TASK TO COMPLETE — Copy every line of the material below character for character, with no changes.

INPUT MATERIAL —

## Start

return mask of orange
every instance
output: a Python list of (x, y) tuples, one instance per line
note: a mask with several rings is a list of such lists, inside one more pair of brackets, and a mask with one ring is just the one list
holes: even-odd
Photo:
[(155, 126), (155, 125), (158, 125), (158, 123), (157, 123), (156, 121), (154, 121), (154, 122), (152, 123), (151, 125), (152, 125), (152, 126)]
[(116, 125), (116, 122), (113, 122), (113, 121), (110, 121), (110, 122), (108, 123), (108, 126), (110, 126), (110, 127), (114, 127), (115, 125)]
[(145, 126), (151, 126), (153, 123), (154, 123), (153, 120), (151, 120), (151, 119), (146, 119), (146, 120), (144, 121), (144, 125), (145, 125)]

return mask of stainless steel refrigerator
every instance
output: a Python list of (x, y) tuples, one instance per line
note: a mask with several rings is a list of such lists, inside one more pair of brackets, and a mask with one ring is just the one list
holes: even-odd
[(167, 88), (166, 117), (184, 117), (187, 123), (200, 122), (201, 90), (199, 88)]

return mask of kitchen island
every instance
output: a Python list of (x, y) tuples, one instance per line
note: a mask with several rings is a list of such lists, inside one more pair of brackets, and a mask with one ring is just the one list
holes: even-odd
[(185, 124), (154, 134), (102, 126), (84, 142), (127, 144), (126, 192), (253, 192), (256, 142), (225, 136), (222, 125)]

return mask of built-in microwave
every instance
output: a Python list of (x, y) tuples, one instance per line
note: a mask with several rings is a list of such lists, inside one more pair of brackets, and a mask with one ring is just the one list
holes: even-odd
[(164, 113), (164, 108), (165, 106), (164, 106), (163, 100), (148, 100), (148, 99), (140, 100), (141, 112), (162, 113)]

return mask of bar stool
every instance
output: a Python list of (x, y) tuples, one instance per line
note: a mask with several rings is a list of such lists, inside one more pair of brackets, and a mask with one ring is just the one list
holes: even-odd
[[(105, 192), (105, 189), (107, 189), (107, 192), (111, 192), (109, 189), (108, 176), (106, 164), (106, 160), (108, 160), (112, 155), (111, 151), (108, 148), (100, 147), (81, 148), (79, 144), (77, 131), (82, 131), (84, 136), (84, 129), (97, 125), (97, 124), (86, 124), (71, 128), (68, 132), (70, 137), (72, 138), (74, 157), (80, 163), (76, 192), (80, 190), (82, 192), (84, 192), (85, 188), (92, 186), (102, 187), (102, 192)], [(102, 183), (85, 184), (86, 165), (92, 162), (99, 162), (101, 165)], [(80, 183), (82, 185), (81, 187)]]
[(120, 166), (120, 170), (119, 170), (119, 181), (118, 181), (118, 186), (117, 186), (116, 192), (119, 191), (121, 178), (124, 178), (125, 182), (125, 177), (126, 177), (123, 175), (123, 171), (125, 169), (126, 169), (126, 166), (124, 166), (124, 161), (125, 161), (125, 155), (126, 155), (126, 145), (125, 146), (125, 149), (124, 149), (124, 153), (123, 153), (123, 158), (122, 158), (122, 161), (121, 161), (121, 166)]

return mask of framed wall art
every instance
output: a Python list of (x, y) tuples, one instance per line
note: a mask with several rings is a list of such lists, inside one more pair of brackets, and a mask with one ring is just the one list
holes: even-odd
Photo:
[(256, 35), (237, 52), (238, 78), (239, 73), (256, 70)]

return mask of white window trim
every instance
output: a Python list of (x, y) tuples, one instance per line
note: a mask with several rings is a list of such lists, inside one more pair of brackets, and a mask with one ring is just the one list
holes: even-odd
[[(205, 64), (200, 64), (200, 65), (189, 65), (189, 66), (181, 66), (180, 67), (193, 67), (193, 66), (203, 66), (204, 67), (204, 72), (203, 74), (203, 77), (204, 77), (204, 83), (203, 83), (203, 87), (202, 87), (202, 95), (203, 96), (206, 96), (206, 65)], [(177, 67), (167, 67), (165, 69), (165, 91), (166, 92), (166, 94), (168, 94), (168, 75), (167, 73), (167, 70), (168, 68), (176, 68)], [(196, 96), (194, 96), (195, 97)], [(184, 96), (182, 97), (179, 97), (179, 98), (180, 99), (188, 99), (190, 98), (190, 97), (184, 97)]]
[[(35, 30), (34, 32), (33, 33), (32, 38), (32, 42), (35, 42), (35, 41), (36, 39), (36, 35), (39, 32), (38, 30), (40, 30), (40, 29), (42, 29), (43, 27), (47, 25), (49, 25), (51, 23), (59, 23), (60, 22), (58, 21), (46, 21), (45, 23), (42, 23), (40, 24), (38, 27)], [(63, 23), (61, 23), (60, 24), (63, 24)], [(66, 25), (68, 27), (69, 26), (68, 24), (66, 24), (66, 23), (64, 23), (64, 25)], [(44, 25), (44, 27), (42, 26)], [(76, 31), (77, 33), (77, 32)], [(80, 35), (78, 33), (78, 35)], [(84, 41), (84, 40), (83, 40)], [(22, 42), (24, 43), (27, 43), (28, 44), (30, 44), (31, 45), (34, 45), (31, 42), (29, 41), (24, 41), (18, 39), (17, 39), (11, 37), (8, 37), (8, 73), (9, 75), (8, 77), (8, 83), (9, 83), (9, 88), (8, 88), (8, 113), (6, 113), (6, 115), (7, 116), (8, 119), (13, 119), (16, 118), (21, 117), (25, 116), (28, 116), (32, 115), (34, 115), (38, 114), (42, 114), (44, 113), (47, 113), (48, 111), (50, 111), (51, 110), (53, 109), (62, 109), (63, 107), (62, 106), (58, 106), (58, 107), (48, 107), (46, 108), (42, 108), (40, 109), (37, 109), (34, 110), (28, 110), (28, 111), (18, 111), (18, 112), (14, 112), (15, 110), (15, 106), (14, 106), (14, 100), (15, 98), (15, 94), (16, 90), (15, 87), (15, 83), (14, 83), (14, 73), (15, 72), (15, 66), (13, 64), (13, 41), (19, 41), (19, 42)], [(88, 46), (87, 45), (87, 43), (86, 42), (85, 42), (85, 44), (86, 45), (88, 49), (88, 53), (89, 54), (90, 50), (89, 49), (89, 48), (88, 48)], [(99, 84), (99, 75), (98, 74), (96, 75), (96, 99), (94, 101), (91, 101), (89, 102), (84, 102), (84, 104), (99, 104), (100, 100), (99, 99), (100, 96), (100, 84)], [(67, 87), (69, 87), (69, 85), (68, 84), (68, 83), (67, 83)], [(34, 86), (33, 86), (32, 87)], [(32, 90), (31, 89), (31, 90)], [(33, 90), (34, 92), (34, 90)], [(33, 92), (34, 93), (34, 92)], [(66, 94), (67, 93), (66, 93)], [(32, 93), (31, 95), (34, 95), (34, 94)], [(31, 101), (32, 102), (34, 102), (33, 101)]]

## End

SOLUTION —
return mask of orange
every instance
output: a Python list of (x, y) tuples, one instance per line
note: a mask with several rings is a list of such lists, inside one more pair of brackets, and a mask with one ring is just the one list
holes: even-odd
Photo:
[(155, 126), (155, 125), (158, 125), (158, 123), (157, 123), (156, 121), (154, 121), (154, 122), (152, 123), (151, 125), (152, 125), (152, 126)]
[(116, 125), (116, 122), (113, 122), (113, 121), (110, 121), (110, 122), (108, 123), (108, 126), (110, 126), (110, 127), (114, 127), (115, 125)]
[(145, 126), (151, 126), (153, 123), (154, 123), (153, 120), (151, 120), (151, 119), (146, 119), (146, 120), (144, 121), (144, 125), (145, 125)]

return mask of stainless steel refrigerator
every instance
output: a Python list of (x, y) tuples, one instance per line
note: a mask with several rings is a list of such lists, inside one more pair of brackets, and a mask with one ring is just the one list
holes: even-odd
[(167, 88), (166, 117), (184, 117), (187, 123), (200, 122), (201, 90), (199, 88)]

return mask of kitchen island
every instance
output: a Python list of (x, y) tuples, one instance per line
note: a mask with several rings is a list of such lists, inside one more pair of brackets, and a mask with one ring is just the one list
holes: even-odd
[(185, 124), (154, 134), (102, 126), (84, 142), (127, 144), (126, 192), (253, 192), (256, 142), (225, 136), (222, 125)]

return mask of built-in microwave
every instance
output: a Python list of (x, y) tuples, one instance per line
note: a mask with several rings is a list of such lists, inside one more pair of brackets, and a mask with one ring is just the one list
holes: even-odd
[(164, 113), (164, 108), (165, 106), (164, 106), (163, 100), (148, 100), (148, 99), (140, 100), (141, 112), (162, 113)]

return mask of bar stool
every instance
output: a Python list of (x, y) tuples, one instance per line
note: a mask with several rings is a list of such lists, inside one more pair of brackets, and a mask with one ring is just the one list
holes: even-odd
[[(105, 192), (105, 189), (107, 189), (107, 192), (111, 192), (109, 189), (108, 176), (106, 164), (106, 160), (108, 160), (112, 155), (111, 151), (108, 148), (100, 147), (81, 148), (79, 144), (77, 131), (82, 131), (84, 136), (84, 129), (97, 125), (97, 124), (86, 124), (71, 128), (68, 132), (70, 137), (72, 138), (74, 157), (80, 163), (76, 192), (80, 190), (82, 192), (84, 192), (85, 188), (92, 186), (102, 187), (102, 192)], [(102, 183), (85, 184), (86, 165), (92, 162), (99, 162), (101, 165)], [(80, 183), (82, 185), (81, 187)]]
[(120, 166), (120, 170), (119, 170), (119, 181), (118, 181), (118, 186), (117, 186), (116, 192), (119, 191), (121, 178), (124, 178), (125, 182), (125, 177), (126, 177), (123, 175), (123, 171), (125, 169), (126, 169), (126, 166), (124, 166), (124, 161), (125, 161), (125, 155), (126, 155), (126, 145), (125, 146), (125, 149), (124, 149), (124, 153), (123, 153), (123, 158), (122, 158), (122, 161), (121, 161), (121, 166)]

return mask of framed wall art
every instance
output: a Python list of (x, y) tuples, one instance per line
note: a mask with several rings is a list of such lists, inside one more pair of brackets, and a mask with one ring is just the one list
holes: even-odd
Photo:
[(256, 35), (237, 52), (238, 78), (239, 73), (256, 70)]

return mask of white window trim
every instance
output: a Python list of (x, y) tuples, one instance per line
note: a mask with several rings is a list of such lists, inside one more pair of brackets, and a mask with one ring is just the one list
holes: even-odd
[[(205, 64), (200, 64), (200, 65), (189, 65), (189, 66), (181, 66), (180, 67), (193, 67), (193, 66), (203, 66), (204, 67), (204, 72), (203, 74), (203, 77), (204, 77), (204, 83), (203, 83), (203, 87), (202, 87), (202, 95), (203, 96), (206, 96), (206, 65)], [(177, 67), (167, 67), (165, 69), (165, 91), (166, 92), (166, 94), (168, 94), (168, 75), (167, 73), (167, 70), (168, 68), (176, 68)], [(196, 96), (194, 96), (195, 97)], [(184, 96), (182, 97), (179, 97), (179, 98), (180, 99), (188, 99), (190, 98), (190, 97), (184, 97)]]
[[(35, 30), (34, 32), (33, 33), (32, 38), (32, 42), (35, 42), (35, 41), (36, 39), (36, 35), (39, 32), (38, 30), (40, 30), (40, 29), (42, 29), (43, 27), (47, 25), (49, 25), (51, 23), (59, 23), (60, 22), (58, 21), (46, 21), (45, 23), (42, 23), (40, 24), (38, 27)], [(63, 23), (61, 23), (60, 24), (63, 24)], [(66, 25), (68, 27), (69, 26), (68, 24), (66, 24), (66, 23), (64, 23), (64, 25)], [(44, 25), (44, 27), (42, 26)], [(76, 31), (77, 33), (77, 32)], [(80, 35), (78, 33), (78, 35)], [(84, 41), (84, 40), (83, 40)], [(22, 42), (24, 43), (27, 43), (28, 44), (30, 44), (31, 45), (34, 45), (31, 42), (29, 41), (24, 41), (18, 39), (17, 39), (11, 37), (8, 37), (8, 73), (9, 75), (8, 77), (8, 83), (9, 83), (9, 88), (8, 88), (8, 113), (6, 113), (6, 115), (7, 116), (8, 119), (13, 119), (16, 118), (21, 117), (25, 116), (28, 116), (32, 115), (34, 115), (38, 114), (42, 114), (44, 113), (47, 113), (48, 111), (50, 111), (51, 110), (53, 109), (62, 109), (63, 107), (62, 106), (58, 106), (58, 107), (48, 107), (46, 108), (42, 108), (40, 109), (37, 109), (34, 110), (28, 110), (28, 111), (18, 111), (18, 112), (14, 112), (15, 110), (15, 106), (14, 106), (14, 100), (15, 98), (15, 94), (16, 90), (15, 87), (15, 83), (14, 83), (14, 73), (15, 72), (15, 66), (13, 64), (13, 41), (19, 41), (19, 42)], [(88, 46), (87, 45), (87, 43), (86, 42), (85, 42), (85, 44), (86, 45), (88, 49), (88, 53), (89, 54), (90, 50), (89, 49), (89, 48), (88, 48)], [(99, 84), (99, 75), (98, 74), (96, 75), (96, 99), (94, 101), (91, 101), (89, 102), (84, 102), (84, 104), (99, 104), (100, 100), (99, 99), (100, 96), (100, 84)], [(67, 87), (69, 87), (69, 85), (68, 84), (68, 83), (67, 83)], [(34, 86), (33, 86), (32, 87)], [(32, 90), (31, 89), (31, 90)], [(33, 90), (34, 92), (34, 90)], [(33, 92), (34, 93), (34, 92)], [(66, 94), (67, 93), (66, 93)], [(32, 93), (31, 95), (34, 95), (34, 94)], [(31, 101), (32, 102), (34, 102), (33, 101)]]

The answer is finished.